[Opening DATASET CONTENT section]

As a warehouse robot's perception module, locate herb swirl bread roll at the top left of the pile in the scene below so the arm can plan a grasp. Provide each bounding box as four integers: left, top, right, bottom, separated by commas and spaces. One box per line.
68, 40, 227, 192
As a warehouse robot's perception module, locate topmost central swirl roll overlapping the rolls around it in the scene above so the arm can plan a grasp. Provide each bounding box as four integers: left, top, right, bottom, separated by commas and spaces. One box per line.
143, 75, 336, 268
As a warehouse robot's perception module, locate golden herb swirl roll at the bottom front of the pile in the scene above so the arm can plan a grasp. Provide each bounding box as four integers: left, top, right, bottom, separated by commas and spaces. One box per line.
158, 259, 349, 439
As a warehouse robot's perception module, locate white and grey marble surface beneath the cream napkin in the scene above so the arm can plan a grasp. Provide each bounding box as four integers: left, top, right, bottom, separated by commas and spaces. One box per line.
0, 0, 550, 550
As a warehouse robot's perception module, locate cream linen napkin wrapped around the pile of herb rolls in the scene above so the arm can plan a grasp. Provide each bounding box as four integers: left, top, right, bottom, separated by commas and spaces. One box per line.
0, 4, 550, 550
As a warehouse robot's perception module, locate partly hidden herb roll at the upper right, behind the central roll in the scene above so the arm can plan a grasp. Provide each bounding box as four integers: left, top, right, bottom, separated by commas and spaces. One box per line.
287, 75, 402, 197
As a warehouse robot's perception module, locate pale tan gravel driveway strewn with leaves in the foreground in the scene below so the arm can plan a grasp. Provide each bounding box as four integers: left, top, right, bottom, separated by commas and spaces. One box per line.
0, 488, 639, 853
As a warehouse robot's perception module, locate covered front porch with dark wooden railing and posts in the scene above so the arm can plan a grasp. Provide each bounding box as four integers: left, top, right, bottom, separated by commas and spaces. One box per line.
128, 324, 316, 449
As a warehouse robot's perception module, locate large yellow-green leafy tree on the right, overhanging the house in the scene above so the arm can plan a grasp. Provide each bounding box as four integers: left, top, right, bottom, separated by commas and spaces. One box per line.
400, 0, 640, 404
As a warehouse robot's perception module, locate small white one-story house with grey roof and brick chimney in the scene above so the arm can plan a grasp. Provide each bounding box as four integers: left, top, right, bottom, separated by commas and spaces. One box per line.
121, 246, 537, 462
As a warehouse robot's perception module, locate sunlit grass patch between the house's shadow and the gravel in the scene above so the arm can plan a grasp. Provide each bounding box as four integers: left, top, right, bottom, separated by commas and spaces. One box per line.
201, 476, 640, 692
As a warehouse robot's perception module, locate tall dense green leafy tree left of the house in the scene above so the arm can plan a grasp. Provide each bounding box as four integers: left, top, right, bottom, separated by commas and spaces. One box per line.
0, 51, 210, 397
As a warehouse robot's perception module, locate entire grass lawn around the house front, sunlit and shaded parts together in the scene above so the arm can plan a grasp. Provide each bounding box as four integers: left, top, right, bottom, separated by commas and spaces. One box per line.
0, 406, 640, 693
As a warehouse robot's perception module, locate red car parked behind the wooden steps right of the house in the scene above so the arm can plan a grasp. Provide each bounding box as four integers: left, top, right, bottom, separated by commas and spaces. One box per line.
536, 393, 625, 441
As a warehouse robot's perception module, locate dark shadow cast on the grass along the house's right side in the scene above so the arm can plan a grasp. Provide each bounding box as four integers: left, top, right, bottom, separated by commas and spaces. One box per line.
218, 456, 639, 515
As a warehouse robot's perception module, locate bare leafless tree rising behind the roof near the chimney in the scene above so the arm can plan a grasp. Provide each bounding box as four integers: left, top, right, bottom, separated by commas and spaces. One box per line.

[Closing DATASET CONTENT section]

Take the material above and print all of it exactly.

**WRITTEN ANSWER:**
As a warehouse robot's perception module, locate herb swirl bread roll at the top left of the pile in the scene below so the arm can plan a grasp. Provide each bounding box as four integers: left, top, right, bottom, separated by commas and spaces. One box per line.
68, 40, 227, 192
As a warehouse robot's perception module, locate topmost central swirl roll overlapping the rolls around it in the scene above so the arm can plan a grasp. Provide each bounding box as four integers: left, top, right, bottom, separated by commas and spaces. One box per line.
143, 75, 336, 268
As a warehouse robot's perception module, locate golden herb swirl roll at the bottom front of the pile in the scene above so the arm can plan a grasp. Provide each bounding box as four integers: left, top, right, bottom, separated by commas and spaces. One box per line.
158, 259, 349, 439
As a warehouse robot's perception module, locate white and grey marble surface beneath the cream napkin in the scene above so the arm can plan a grasp. Provide each bounding box as four integers: left, top, right, bottom, separated by commas and spaces. One box per line.
0, 0, 550, 550
As a warehouse robot's perception module, locate cream linen napkin wrapped around the pile of herb rolls in the scene above so the arm can plan a grasp. Provide each bounding box as four integers: left, top, right, bottom, separated by commas and spaces. One box per line.
0, 4, 550, 550
As a warehouse robot's perception module, locate partly hidden herb roll at the upper right, behind the central roll in the scene above so the arm can plan a grasp. Provide each bounding box as four integers: left, top, right, bottom, separated by commas and spaces. One box per line.
287, 75, 402, 197
As a warehouse robot's perception module, locate pale tan gravel driveway strewn with leaves in the foreground in the scene below so the arm can plan a grasp. Provide each bounding box as four integers: left, top, right, bottom, separated by commas and spaces. One box per line.
0, 488, 639, 853
As a warehouse robot's perception module, locate covered front porch with dark wooden railing and posts in the scene above so the arm can plan a grasp. Provide each bounding box as four integers: left, top, right, bottom, separated by commas and spaces. One box per line.
128, 324, 316, 449
As a warehouse robot's perception module, locate large yellow-green leafy tree on the right, overhanging the house in the scene above so the arm can plan a grasp. Provide each bounding box as four integers: left, top, right, bottom, separated by commas and spaces. One box per line.
400, 0, 640, 404
As a warehouse robot's perception module, locate small white one-story house with grey roof and brick chimney in the scene above so the arm can plan a grasp. Provide each bounding box as four integers: left, top, right, bottom, separated by commas and spaces. One box per line.
121, 246, 537, 462
As a warehouse robot's perception module, locate sunlit grass patch between the house's shadow and the gravel in the scene above so the arm can plan a grasp. Provide each bounding box as four integers: left, top, right, bottom, separated by commas and spaces. One box per line.
201, 476, 640, 692
As a warehouse robot's perception module, locate tall dense green leafy tree left of the house in the scene above so the arm can plan a grasp. Provide each bounding box as four integers: left, top, right, bottom, separated by commas and spaces. One box per line.
0, 51, 210, 397
As a warehouse robot's perception module, locate entire grass lawn around the house front, sunlit and shaded parts together in the scene above so the arm can plan a grasp. Provide each bounding box as four integers: left, top, right, bottom, separated by commas and spaces. One box per line.
0, 406, 640, 693
As a warehouse robot's perception module, locate red car parked behind the wooden steps right of the house in the scene above so the arm can plan a grasp. Provide each bounding box as four integers: left, top, right, bottom, separated by commas and spaces. One box per line.
536, 393, 625, 441
As a warehouse robot's perception module, locate dark shadow cast on the grass along the house's right side in the scene above so the arm can plan a grasp. Provide each bounding box as four integers: left, top, right, bottom, separated by commas and spaces. One box per line.
218, 456, 639, 515
As a warehouse robot's perception module, locate bare leafless tree rising behind the roof near the chimney in the scene above so the arm can plan a grasp. Provide each bounding box as four integers: left, top, right, bottom, separated by commas and spaces. One box per line.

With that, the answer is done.